▶ _GIVEN INSTRUCTION_:
Lay out the data below as a Markdown table with two columns, n for the row number and Line for the line itself. Include everything from the first line of the data up to and including the line with "pixel 268 111", and skip any blank lines.

════════

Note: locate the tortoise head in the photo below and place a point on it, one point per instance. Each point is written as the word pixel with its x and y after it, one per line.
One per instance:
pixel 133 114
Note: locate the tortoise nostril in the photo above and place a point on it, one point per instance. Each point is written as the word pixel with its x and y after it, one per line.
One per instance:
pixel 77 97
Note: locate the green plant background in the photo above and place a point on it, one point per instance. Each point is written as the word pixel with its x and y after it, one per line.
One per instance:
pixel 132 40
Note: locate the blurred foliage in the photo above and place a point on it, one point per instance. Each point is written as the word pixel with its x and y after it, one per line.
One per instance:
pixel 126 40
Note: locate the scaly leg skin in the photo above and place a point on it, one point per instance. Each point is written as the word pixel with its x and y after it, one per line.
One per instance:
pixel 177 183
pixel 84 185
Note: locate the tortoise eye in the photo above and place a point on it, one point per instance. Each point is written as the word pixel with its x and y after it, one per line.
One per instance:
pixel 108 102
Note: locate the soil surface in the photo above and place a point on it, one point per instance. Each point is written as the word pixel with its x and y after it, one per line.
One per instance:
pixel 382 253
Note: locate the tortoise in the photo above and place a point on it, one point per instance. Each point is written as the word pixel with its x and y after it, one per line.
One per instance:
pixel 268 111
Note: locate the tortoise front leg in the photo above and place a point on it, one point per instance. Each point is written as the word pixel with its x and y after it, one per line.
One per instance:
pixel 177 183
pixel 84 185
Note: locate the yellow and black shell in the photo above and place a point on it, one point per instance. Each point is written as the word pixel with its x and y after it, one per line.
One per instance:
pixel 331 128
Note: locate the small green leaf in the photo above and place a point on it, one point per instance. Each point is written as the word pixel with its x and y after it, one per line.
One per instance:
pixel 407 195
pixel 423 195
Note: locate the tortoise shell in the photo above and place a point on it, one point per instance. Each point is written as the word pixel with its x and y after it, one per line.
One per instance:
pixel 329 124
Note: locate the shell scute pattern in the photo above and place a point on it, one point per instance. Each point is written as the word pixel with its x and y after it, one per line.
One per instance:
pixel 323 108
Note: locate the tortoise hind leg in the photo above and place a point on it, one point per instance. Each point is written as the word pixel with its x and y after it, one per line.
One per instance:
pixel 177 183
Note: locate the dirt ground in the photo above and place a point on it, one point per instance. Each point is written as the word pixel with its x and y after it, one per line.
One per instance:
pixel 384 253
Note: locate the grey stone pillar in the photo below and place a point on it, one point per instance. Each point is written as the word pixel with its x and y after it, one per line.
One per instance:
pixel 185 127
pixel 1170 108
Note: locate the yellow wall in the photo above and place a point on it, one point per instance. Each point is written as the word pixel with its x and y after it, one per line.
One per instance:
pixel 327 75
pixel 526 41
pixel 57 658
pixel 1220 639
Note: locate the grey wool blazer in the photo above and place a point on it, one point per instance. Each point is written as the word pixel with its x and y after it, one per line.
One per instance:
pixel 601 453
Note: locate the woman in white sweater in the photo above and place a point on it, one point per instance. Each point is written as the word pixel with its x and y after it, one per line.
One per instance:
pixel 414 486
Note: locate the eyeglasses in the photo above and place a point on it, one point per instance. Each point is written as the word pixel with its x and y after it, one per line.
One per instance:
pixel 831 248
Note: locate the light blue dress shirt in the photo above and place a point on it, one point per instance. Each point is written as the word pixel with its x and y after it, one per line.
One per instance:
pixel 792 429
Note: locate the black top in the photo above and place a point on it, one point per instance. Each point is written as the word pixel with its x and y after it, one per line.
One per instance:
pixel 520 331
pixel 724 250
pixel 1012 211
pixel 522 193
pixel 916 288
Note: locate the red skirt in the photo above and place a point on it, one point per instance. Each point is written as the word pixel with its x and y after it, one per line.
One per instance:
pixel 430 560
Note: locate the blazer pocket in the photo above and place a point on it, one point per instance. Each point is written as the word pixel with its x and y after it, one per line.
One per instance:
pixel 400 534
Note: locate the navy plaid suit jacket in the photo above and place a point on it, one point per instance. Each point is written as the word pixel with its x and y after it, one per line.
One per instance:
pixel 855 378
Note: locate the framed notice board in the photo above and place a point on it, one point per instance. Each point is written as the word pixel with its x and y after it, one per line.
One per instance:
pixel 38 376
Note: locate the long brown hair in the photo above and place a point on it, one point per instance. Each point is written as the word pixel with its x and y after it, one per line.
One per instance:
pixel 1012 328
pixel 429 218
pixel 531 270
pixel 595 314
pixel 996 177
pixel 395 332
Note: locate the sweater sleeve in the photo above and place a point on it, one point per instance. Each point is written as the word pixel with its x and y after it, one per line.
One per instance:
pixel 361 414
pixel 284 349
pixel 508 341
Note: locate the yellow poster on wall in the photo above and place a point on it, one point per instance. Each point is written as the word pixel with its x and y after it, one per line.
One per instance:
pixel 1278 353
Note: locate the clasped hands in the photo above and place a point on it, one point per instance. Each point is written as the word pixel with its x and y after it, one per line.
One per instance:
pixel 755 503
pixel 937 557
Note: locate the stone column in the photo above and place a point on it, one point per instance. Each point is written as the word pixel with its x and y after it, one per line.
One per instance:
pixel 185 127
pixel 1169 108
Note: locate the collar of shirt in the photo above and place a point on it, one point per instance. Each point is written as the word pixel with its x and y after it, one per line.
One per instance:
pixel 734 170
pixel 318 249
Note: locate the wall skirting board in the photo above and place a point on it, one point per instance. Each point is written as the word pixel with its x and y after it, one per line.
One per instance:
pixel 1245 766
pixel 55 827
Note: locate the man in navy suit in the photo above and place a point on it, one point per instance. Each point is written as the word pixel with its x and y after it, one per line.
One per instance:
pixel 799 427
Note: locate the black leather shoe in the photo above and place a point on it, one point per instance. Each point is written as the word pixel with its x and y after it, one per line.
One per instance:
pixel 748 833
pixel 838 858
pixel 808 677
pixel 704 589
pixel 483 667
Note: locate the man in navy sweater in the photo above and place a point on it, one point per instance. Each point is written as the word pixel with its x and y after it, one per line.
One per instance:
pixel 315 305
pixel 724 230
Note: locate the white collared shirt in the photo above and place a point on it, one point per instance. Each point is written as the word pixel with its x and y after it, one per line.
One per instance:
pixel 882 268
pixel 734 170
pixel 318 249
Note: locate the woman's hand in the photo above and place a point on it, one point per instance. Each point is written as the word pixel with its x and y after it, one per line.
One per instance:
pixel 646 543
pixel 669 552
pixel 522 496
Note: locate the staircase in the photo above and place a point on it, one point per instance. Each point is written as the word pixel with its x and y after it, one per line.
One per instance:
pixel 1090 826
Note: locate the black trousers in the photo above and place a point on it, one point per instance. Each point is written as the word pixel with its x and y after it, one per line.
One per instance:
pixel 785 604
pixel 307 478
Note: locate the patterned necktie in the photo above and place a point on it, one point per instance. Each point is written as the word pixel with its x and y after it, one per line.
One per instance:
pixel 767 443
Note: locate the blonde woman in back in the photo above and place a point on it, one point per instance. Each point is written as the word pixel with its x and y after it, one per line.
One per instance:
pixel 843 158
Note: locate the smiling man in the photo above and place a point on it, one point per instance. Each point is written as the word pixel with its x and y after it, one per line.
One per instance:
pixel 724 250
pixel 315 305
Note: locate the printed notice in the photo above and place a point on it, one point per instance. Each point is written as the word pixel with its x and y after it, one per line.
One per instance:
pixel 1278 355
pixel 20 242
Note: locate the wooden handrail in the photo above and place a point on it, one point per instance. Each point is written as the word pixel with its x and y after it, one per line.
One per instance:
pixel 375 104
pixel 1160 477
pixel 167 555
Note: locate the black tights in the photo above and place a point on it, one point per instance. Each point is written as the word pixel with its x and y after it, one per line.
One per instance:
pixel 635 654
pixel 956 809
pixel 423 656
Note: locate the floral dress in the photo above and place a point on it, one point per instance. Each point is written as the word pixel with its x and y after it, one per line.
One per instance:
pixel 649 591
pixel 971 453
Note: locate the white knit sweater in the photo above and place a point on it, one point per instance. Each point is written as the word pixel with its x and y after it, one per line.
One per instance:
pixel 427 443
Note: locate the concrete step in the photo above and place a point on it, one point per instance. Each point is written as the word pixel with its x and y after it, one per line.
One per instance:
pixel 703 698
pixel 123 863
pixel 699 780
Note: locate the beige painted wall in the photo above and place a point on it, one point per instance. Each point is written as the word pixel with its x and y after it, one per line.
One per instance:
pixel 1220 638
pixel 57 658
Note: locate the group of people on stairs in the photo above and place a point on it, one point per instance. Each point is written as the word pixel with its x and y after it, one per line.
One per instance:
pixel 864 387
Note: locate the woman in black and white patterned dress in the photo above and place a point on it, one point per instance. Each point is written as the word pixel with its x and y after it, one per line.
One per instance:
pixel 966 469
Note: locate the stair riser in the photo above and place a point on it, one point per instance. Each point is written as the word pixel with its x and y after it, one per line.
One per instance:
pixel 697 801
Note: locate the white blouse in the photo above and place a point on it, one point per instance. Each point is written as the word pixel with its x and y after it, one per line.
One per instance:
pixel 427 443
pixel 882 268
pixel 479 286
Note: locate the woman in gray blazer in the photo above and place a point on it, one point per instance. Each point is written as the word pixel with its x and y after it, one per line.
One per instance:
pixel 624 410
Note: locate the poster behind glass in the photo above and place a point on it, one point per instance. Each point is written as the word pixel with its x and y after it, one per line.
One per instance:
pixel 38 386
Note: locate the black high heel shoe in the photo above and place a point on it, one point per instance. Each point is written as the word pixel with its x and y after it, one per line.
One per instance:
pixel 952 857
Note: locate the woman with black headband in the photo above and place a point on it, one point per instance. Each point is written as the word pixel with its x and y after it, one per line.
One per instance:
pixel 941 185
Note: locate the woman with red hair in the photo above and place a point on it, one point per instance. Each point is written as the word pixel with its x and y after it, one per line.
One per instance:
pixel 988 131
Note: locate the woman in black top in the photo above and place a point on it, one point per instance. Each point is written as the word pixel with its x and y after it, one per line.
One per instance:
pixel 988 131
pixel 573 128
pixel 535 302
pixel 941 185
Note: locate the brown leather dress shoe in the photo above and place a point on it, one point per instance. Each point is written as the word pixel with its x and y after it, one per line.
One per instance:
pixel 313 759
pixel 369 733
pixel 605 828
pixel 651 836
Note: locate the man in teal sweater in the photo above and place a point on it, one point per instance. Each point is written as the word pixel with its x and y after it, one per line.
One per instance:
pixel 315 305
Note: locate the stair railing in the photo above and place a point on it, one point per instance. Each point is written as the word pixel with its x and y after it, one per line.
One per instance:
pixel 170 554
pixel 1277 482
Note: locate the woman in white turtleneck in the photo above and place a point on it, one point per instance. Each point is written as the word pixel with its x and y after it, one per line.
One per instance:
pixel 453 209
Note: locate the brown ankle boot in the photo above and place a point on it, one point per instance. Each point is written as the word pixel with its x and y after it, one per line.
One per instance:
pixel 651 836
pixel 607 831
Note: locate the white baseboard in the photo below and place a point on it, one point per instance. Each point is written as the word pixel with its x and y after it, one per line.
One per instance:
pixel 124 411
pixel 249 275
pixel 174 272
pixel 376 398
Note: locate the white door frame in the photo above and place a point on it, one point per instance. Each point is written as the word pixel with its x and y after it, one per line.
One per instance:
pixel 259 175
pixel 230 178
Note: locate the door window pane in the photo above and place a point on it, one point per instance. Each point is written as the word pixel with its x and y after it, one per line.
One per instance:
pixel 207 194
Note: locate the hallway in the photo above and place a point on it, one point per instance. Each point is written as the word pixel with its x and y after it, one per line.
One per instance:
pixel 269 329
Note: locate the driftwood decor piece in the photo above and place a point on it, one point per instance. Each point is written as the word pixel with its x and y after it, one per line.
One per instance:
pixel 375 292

════════

▶ _EXERCISE ANSWER_:
| n | Line |
|---|---|
| 1 | Note: locate the tortoise head in the photo below and place a point on it, one point per instance. Each point is written as the word pixel with its x and y after it, one per line. |
| 2 | One per instance: |
| 3 | pixel 133 114 |
| 4 | Note: locate the tortoise nostril in the photo above and place a point on it, one point per instance. Each point is written as the word pixel with its x and y after it, one per line. |
| 5 | One per instance: |
| 6 | pixel 77 97 |
| 7 | Note: locate the green plant background in the photo above and place a point on it, one point per instance. Each point is written as the word pixel with its x and y after it, one per line. |
| 8 | One per instance: |
| 9 | pixel 132 40 |
| 10 | Note: locate the blurred foliage in the photo above and place a point on it, one point per instance. Each point is written as the word pixel with its x and y after it, one per line. |
| 11 | One per instance: |
| 12 | pixel 126 40 |
| 13 | Note: locate the scaly leg skin in the photo above and place a point on it, one point per instance. Each point is written as the word pixel with its x and y after it, one per line. |
| 14 | One per instance: |
| 15 | pixel 177 183 |
| 16 | pixel 84 185 |
| 17 | Note: locate the tortoise eye in the photo above and place a point on it, one point per instance. Each point is written as the word pixel with its x and y after it, one per line. |
| 18 | One per instance: |
| 19 | pixel 108 102 |
| 20 | Note: locate the soil surface in the photo above and place a point on it, one point per instance. Each point is written as the word pixel with its x and y after it, one per line. |
| 21 | One per instance: |
| 22 | pixel 382 253 |
| 23 | Note: locate the tortoise in the photo above and place a point on it, one point per instance. Each point is written as the word pixel with its x and y after it, one per line. |
| 24 | One per instance: |
| 25 | pixel 268 111 |